-- Begin Input records --

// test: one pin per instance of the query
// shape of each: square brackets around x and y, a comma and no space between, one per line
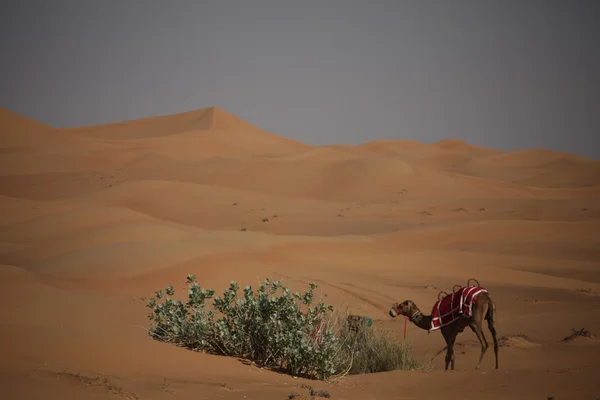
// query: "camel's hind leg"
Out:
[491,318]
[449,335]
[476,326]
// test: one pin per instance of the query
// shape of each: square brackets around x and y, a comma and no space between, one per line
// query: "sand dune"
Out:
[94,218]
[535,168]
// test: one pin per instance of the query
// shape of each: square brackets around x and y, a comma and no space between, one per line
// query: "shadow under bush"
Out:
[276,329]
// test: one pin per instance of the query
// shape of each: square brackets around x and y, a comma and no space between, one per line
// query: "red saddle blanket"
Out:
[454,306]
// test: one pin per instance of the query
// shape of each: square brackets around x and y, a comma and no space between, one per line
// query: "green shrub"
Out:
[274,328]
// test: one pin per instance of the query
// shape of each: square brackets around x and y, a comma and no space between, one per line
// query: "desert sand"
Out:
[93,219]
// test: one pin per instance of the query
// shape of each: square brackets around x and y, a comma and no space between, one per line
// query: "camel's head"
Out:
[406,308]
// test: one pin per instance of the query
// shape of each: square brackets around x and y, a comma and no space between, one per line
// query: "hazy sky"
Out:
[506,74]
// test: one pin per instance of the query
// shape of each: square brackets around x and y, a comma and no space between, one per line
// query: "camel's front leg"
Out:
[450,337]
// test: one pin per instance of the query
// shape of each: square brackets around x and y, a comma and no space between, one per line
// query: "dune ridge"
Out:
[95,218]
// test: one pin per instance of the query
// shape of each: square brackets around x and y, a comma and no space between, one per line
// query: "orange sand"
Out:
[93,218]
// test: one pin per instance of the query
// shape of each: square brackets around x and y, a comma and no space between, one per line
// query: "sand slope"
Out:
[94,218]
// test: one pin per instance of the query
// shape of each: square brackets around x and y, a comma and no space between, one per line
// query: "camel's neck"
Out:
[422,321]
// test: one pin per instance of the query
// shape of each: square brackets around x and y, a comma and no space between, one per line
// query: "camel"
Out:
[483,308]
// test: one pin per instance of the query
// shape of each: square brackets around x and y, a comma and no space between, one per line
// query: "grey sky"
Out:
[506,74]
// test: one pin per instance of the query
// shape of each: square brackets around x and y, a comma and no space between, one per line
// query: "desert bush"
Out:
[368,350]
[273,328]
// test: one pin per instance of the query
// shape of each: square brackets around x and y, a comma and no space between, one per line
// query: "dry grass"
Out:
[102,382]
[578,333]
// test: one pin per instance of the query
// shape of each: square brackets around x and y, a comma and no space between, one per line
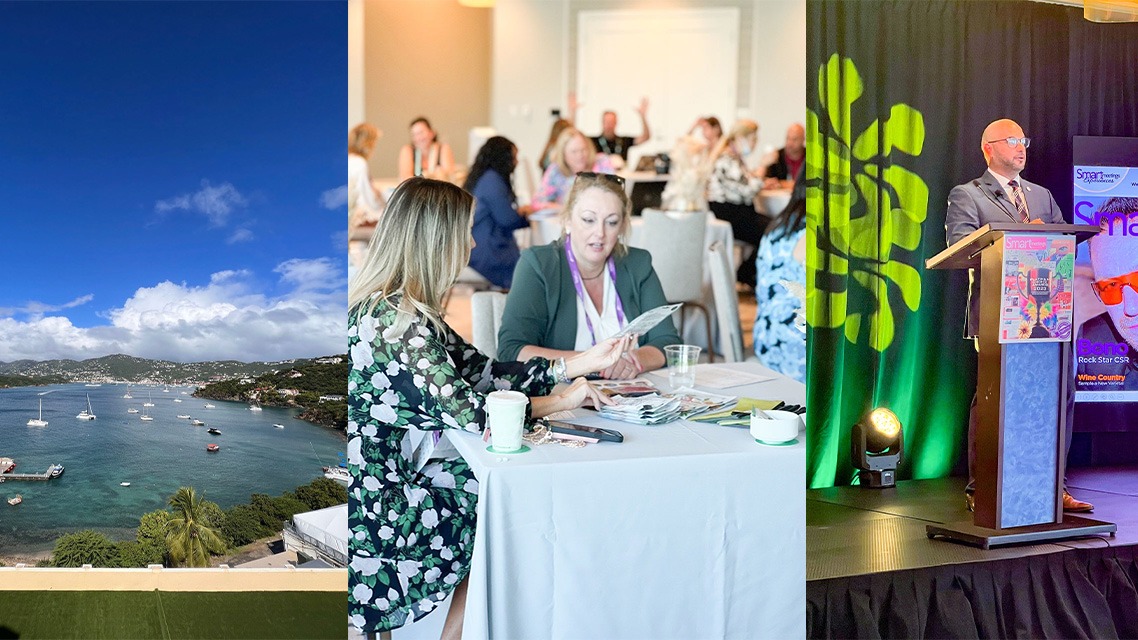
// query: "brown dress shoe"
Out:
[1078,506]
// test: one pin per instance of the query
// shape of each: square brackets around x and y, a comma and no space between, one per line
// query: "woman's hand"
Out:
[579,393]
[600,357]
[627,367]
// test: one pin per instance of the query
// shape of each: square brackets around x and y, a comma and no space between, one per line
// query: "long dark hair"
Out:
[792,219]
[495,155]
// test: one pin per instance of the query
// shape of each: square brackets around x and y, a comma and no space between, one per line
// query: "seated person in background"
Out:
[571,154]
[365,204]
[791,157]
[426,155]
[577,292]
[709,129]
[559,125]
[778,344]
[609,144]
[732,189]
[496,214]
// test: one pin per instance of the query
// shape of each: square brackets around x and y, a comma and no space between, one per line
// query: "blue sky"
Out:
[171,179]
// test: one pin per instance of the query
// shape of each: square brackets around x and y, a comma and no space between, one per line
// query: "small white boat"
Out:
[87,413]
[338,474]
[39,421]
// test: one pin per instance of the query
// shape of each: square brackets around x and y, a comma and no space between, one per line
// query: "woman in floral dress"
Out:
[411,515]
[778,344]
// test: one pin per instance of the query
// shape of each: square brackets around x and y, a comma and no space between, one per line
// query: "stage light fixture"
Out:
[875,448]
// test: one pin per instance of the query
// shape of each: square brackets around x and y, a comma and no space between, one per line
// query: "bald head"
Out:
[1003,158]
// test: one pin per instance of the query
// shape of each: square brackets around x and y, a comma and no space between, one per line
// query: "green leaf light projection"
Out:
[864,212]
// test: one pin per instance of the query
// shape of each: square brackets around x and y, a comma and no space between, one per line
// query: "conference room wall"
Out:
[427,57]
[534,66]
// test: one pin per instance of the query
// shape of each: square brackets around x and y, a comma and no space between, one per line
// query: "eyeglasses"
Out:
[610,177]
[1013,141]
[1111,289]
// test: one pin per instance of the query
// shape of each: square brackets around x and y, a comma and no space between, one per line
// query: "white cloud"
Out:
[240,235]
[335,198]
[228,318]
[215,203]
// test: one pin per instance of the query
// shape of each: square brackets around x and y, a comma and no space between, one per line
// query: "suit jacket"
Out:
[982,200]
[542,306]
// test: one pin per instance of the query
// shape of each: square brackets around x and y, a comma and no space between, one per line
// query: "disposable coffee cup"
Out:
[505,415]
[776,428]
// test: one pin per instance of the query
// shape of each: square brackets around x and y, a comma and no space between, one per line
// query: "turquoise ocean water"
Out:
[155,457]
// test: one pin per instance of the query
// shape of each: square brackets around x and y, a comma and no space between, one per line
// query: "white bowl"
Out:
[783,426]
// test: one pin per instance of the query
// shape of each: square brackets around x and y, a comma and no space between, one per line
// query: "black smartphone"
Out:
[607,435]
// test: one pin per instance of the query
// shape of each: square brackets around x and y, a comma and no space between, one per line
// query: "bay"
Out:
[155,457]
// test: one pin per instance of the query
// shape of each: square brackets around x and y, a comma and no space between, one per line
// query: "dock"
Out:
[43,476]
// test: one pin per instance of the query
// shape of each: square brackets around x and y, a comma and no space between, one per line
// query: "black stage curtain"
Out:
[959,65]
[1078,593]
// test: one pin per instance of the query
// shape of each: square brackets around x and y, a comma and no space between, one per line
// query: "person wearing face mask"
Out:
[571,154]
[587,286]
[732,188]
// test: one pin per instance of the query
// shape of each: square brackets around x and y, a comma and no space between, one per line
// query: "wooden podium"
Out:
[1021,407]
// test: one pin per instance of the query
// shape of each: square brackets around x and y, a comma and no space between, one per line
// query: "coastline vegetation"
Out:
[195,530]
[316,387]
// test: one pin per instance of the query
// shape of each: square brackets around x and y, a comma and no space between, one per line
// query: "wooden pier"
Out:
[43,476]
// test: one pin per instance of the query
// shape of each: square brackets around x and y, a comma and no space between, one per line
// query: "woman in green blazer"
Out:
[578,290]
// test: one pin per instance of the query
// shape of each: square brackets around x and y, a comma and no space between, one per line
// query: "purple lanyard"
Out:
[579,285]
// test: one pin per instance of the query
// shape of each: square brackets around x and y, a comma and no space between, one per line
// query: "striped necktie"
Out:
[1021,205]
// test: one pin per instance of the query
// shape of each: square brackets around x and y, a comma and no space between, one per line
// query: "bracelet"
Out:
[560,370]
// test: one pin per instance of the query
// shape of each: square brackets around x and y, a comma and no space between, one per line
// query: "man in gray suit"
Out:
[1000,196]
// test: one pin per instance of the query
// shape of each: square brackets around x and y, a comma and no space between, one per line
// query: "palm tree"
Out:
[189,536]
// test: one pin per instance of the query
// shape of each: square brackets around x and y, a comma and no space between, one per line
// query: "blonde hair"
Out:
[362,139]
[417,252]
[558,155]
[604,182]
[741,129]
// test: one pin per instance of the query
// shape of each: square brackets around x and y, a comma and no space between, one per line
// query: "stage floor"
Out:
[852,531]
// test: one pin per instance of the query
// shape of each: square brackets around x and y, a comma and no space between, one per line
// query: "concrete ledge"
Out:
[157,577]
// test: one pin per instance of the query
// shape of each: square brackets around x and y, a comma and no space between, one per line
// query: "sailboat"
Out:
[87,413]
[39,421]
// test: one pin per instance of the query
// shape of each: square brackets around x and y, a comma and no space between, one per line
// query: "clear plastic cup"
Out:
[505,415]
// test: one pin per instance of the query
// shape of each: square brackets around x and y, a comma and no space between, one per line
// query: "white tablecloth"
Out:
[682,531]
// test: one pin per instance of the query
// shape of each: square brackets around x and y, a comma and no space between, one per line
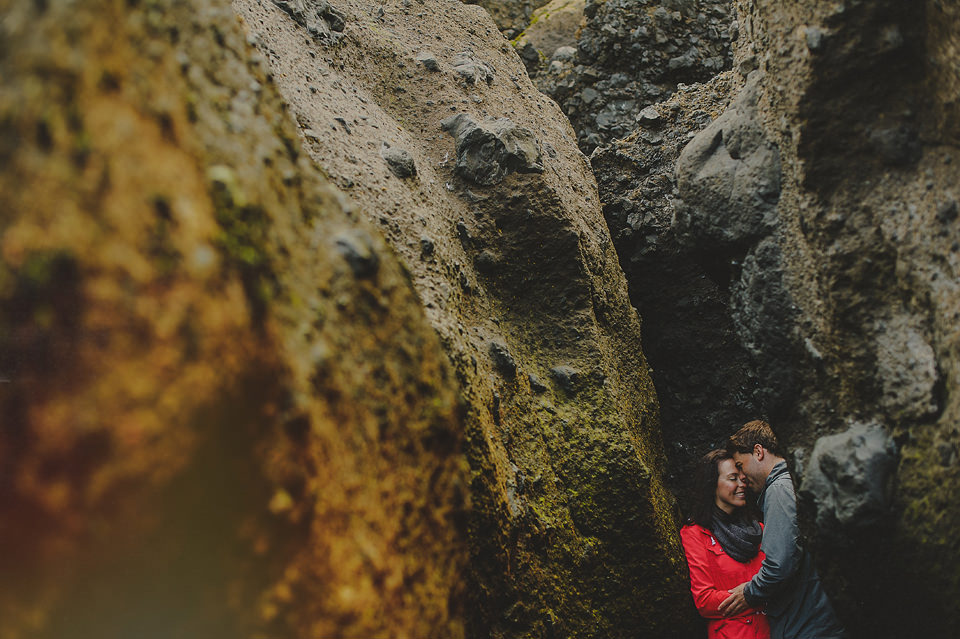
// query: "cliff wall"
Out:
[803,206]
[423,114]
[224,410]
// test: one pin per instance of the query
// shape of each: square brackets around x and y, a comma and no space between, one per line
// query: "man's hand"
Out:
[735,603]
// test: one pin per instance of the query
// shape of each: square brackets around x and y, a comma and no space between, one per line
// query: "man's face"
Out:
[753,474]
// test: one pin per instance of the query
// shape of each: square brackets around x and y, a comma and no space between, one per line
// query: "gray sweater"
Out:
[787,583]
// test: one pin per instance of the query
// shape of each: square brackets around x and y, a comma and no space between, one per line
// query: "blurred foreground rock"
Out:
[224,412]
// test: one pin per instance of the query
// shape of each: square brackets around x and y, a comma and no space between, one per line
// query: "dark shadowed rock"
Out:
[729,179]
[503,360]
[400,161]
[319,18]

-- End Input records --

Collect every line of the rows above that contains the word "green". Letter case counts when matching.

### Answer for this exercise
// query: "green shrub"
// query: "green leaf light projection"
// query: "woman in green blazer"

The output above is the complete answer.